* START Records shown *

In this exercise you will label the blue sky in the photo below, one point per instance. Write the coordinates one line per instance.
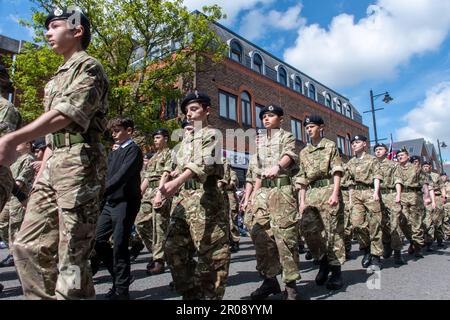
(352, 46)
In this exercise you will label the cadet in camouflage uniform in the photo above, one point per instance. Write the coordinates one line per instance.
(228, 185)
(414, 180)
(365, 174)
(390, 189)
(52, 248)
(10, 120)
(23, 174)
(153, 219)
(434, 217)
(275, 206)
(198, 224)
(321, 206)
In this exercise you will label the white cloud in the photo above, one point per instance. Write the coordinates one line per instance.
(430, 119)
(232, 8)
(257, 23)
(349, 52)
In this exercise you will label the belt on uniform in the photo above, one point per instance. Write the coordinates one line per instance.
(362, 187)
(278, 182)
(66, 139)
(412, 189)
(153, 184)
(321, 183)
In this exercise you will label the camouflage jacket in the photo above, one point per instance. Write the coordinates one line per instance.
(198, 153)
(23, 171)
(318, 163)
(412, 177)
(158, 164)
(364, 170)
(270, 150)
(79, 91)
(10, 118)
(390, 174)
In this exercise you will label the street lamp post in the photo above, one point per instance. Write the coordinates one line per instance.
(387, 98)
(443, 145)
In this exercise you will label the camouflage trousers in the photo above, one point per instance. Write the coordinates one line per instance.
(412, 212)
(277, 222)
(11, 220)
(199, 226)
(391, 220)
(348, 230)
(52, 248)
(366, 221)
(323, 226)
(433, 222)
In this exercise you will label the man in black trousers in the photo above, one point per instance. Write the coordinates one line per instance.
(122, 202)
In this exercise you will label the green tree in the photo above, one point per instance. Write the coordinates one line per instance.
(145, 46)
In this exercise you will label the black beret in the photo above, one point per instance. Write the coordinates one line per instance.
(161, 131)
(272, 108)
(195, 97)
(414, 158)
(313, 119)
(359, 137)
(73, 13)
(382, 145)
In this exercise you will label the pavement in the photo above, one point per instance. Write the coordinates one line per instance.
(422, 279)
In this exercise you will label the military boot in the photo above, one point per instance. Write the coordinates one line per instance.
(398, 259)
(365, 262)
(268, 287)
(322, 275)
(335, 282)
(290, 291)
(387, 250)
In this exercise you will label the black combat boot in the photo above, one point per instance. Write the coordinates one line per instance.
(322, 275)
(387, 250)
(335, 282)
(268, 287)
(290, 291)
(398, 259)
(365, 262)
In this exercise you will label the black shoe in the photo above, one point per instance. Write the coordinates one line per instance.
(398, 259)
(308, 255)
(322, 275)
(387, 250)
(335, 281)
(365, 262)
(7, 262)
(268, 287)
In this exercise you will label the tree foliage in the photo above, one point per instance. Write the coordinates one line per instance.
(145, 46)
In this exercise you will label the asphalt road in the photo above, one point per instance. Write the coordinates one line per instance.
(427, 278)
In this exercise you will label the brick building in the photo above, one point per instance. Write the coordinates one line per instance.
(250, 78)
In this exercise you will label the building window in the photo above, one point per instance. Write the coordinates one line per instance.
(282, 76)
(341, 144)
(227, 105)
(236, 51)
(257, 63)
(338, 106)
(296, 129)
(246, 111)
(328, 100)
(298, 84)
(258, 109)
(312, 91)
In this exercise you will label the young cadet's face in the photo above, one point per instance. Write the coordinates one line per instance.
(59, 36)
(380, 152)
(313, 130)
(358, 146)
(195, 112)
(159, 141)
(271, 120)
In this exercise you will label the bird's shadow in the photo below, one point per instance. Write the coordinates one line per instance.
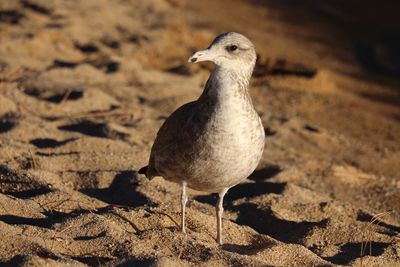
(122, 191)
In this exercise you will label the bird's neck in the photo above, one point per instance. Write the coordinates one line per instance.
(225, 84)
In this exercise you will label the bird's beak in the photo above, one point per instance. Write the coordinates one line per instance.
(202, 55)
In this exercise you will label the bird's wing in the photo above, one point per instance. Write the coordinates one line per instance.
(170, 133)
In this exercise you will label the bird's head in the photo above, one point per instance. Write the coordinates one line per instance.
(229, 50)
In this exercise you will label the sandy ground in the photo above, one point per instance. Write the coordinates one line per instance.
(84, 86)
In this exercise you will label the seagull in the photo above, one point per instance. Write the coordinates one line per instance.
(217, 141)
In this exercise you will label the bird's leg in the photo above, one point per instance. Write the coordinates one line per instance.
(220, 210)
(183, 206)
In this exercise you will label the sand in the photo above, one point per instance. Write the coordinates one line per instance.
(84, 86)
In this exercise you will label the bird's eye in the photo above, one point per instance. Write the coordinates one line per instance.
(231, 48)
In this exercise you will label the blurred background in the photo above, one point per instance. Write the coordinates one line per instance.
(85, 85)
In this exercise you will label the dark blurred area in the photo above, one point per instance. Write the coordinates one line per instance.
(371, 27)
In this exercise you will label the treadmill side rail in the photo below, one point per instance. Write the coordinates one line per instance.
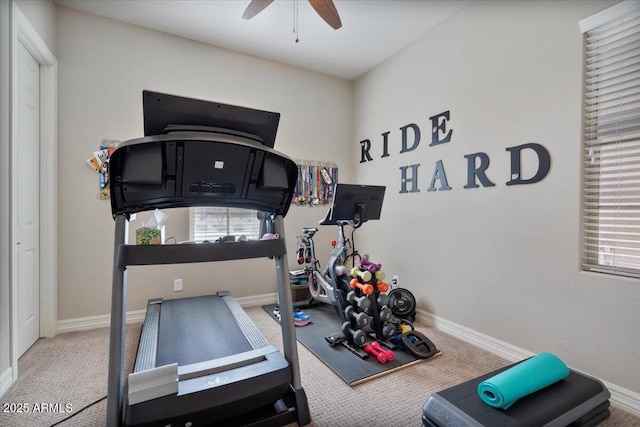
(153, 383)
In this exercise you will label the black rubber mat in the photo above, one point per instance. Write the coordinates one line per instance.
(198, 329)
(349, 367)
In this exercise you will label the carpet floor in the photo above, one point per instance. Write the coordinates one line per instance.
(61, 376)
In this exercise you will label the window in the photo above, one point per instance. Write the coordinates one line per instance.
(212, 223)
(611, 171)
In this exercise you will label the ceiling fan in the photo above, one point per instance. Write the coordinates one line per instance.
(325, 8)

* END Records shown *

Given exercise: Skip the pictures and write out exactly the lines from the line containing "In this exercise you will label the bird's beak" through the end of the listing above.

Answer for this exercise:
In this exercise you will label the bird's beak in the photo above, one point per instance. Write the coordinates one line per instance.
(202, 55)
In this exercise you will label the bird's wing in the photo above, one point per instance. Write the coordinates one line per instance.
(170, 133)
In this exercise you will label the bird's head in the photo above, one point per instance. Write the coordinates one line per instance.
(229, 50)
In this exercise you will label the sandy ground in the photo above, one point per instance. Write the coordinates one line per instance.
(84, 86)
In this exercise you will label the seagull in the photo above, one point per instance. Write the coordinates one line per instance.
(217, 141)
In this exercise you will label the bird's leg in the photo above, one point per instance. Write the coordinates one line per instance.
(220, 210)
(183, 206)
In this exercise you will label the sand in the photo above, one point per instance. Write the coordinates one line per instance.
(84, 86)
In this exercise you will label the bird's eye in the photo above, one point per instance. Write the coordinates one line per instance.
(231, 48)
In this exercise you will label the blurred background in the photo above, one point per instance. Write the coordinates one line per instance.
(85, 85)
In this exercise you will label the dark blurred area in the photo above, one point per instance. Write the coordinates one line per instance.
(371, 27)
In this exercise you will label the treadmill side rail in the photo below, one point per instance. Write the coordinates one line per instance.
(153, 383)
In this exercise you will label the black rubber mat in the photo above, one point per instance. Write the coordinates one line per instance.
(198, 329)
(349, 367)
In this exercise you will label the carpet floor in the photo above, one point per instance. Write the coordinates one line per instance.
(61, 376)
In this exercise you will label the window in the photo above, one point per instance. Write the coordinates one line per instance.
(212, 223)
(611, 171)
In this exercise you will label the ceiling fan in the photo above, one point per instance. Write the coordinates one line per instance.
(325, 8)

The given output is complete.